— Data rows —
--------------------
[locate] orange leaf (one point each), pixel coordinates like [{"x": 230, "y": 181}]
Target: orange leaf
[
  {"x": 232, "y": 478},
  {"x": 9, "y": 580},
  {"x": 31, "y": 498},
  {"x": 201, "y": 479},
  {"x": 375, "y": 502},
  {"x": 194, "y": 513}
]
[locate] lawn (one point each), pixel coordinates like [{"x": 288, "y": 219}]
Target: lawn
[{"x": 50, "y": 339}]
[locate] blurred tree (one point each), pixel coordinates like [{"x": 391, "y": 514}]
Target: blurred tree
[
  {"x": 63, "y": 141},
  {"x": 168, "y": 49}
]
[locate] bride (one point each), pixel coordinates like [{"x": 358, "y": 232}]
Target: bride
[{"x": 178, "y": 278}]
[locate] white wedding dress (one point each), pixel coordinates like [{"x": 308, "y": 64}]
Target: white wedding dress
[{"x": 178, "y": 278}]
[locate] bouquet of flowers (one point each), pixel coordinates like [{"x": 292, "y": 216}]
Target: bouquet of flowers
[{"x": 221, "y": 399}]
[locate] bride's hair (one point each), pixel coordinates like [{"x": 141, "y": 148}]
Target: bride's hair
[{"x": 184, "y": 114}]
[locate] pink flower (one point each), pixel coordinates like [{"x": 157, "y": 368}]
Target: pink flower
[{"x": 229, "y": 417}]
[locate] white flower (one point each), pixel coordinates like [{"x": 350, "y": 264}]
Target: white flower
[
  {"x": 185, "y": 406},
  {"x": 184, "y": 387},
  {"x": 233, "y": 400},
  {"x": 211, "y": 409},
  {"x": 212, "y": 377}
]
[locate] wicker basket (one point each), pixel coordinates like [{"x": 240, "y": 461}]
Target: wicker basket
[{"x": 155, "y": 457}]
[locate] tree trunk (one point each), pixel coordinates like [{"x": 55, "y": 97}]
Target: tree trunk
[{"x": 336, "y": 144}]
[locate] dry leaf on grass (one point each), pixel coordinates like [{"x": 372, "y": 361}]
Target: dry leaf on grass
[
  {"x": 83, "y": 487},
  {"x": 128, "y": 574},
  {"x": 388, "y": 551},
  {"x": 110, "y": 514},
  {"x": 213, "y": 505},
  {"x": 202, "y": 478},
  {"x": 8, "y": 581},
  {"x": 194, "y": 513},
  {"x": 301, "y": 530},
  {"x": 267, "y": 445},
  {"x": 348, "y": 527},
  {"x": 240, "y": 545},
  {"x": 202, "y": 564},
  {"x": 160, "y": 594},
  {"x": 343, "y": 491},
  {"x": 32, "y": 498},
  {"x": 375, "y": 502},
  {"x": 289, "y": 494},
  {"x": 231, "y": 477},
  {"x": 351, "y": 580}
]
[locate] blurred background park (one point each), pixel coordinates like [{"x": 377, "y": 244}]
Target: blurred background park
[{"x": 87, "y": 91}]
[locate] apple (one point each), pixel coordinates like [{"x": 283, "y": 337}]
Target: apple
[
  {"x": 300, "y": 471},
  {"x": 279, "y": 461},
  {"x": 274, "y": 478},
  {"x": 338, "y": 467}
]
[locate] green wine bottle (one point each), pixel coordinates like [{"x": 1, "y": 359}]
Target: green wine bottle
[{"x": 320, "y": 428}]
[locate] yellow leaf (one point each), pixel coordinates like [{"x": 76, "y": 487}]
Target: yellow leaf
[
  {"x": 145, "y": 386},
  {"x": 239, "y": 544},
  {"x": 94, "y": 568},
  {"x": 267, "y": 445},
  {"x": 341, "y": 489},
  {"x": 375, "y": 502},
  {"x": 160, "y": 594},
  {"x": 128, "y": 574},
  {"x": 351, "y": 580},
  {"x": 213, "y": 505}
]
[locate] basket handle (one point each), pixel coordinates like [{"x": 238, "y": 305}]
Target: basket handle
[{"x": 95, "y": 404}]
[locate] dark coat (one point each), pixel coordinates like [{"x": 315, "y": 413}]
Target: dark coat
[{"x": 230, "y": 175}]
--------------------
— Written exercise —
Copy every record above word for word, from the first line to the last.

— Solution —
[locate] orange leaf (one point each), pixel coordinates like [{"x": 230, "y": 181}]
Target: orange leaf
[
  {"x": 232, "y": 478},
  {"x": 9, "y": 580},
  {"x": 31, "y": 498},
  {"x": 201, "y": 479},
  {"x": 375, "y": 502},
  {"x": 194, "y": 513}
]
[locate] lawn (one point each), pixel coordinates like [{"x": 288, "y": 219}]
Target: lawn
[{"x": 50, "y": 339}]
[locate] blurred tree (one point each), pixel coordinates like [{"x": 391, "y": 514}]
Target: blurred tree
[
  {"x": 63, "y": 141},
  {"x": 168, "y": 49}
]
[locate] bride (one point each), pixel coordinates like [{"x": 358, "y": 232}]
Target: bride
[{"x": 178, "y": 278}]
[locate] white wedding dress (one point each), pixel coordinates like [{"x": 308, "y": 64}]
Target: white wedding dress
[{"x": 178, "y": 278}]
[locate] bouquet of flowers (one point each), pixel coordinates like [{"x": 292, "y": 216}]
Target: bouquet of flowers
[{"x": 221, "y": 399}]
[locate] bride's hair (one point each), pixel coordinates like [{"x": 141, "y": 148}]
Target: bride's hair
[{"x": 184, "y": 114}]
[locate] pink flower (one point each), pixel coordinates like [{"x": 157, "y": 368}]
Target: pink flower
[{"x": 229, "y": 417}]
[locate] white flower (one point each), pixel coordinates like [{"x": 350, "y": 264}]
Target: white flower
[
  {"x": 185, "y": 406},
  {"x": 184, "y": 387},
  {"x": 233, "y": 400},
  {"x": 211, "y": 409},
  {"x": 212, "y": 377}
]
[locate] wicker basket (one point each), pixel coordinates like [{"x": 240, "y": 461}]
Target: wicker basket
[{"x": 155, "y": 457}]
[locate] tree trunk (one point each), pixel coordinates like [{"x": 55, "y": 97}]
Target: tree trunk
[{"x": 336, "y": 144}]
[locate] dry leaf on grass (one point each), pixel coordinates like [{"x": 372, "y": 361}]
Target: dry leaf on grass
[
  {"x": 83, "y": 487},
  {"x": 128, "y": 574},
  {"x": 388, "y": 551},
  {"x": 110, "y": 514},
  {"x": 213, "y": 505},
  {"x": 202, "y": 478},
  {"x": 8, "y": 581},
  {"x": 194, "y": 513},
  {"x": 301, "y": 530},
  {"x": 267, "y": 445},
  {"x": 348, "y": 527},
  {"x": 240, "y": 545},
  {"x": 202, "y": 564},
  {"x": 160, "y": 594},
  {"x": 343, "y": 491},
  {"x": 32, "y": 498},
  {"x": 375, "y": 502},
  {"x": 289, "y": 494},
  {"x": 231, "y": 477},
  {"x": 351, "y": 580}
]
[locate] blurred background park (one point each), pixel coordinates like [{"x": 377, "y": 244}]
Target: blurred background park
[{"x": 87, "y": 91}]
[locate] apple (one point each), pixel coordinates like [{"x": 283, "y": 337}]
Target: apple
[
  {"x": 300, "y": 471},
  {"x": 279, "y": 461},
  {"x": 274, "y": 478},
  {"x": 338, "y": 467}
]
[locate] green wine bottle (one point each), pixel coordinates like [{"x": 1, "y": 359}]
Target: green wine bottle
[{"x": 320, "y": 428}]
[locate] yellow leaf (one point each), pixel coordinates like [{"x": 76, "y": 487}]
Target: yellow leaf
[
  {"x": 145, "y": 386},
  {"x": 239, "y": 544},
  {"x": 94, "y": 568},
  {"x": 267, "y": 445},
  {"x": 341, "y": 489},
  {"x": 375, "y": 502},
  {"x": 160, "y": 594},
  {"x": 128, "y": 574},
  {"x": 351, "y": 580},
  {"x": 213, "y": 505}
]
[locate] basket handle (one point each), pixel coordinates like [{"x": 238, "y": 305}]
Target: basket handle
[{"x": 95, "y": 404}]
[locate] dark coat (one point each), pixel coordinates like [{"x": 315, "y": 413}]
Target: dark coat
[{"x": 230, "y": 175}]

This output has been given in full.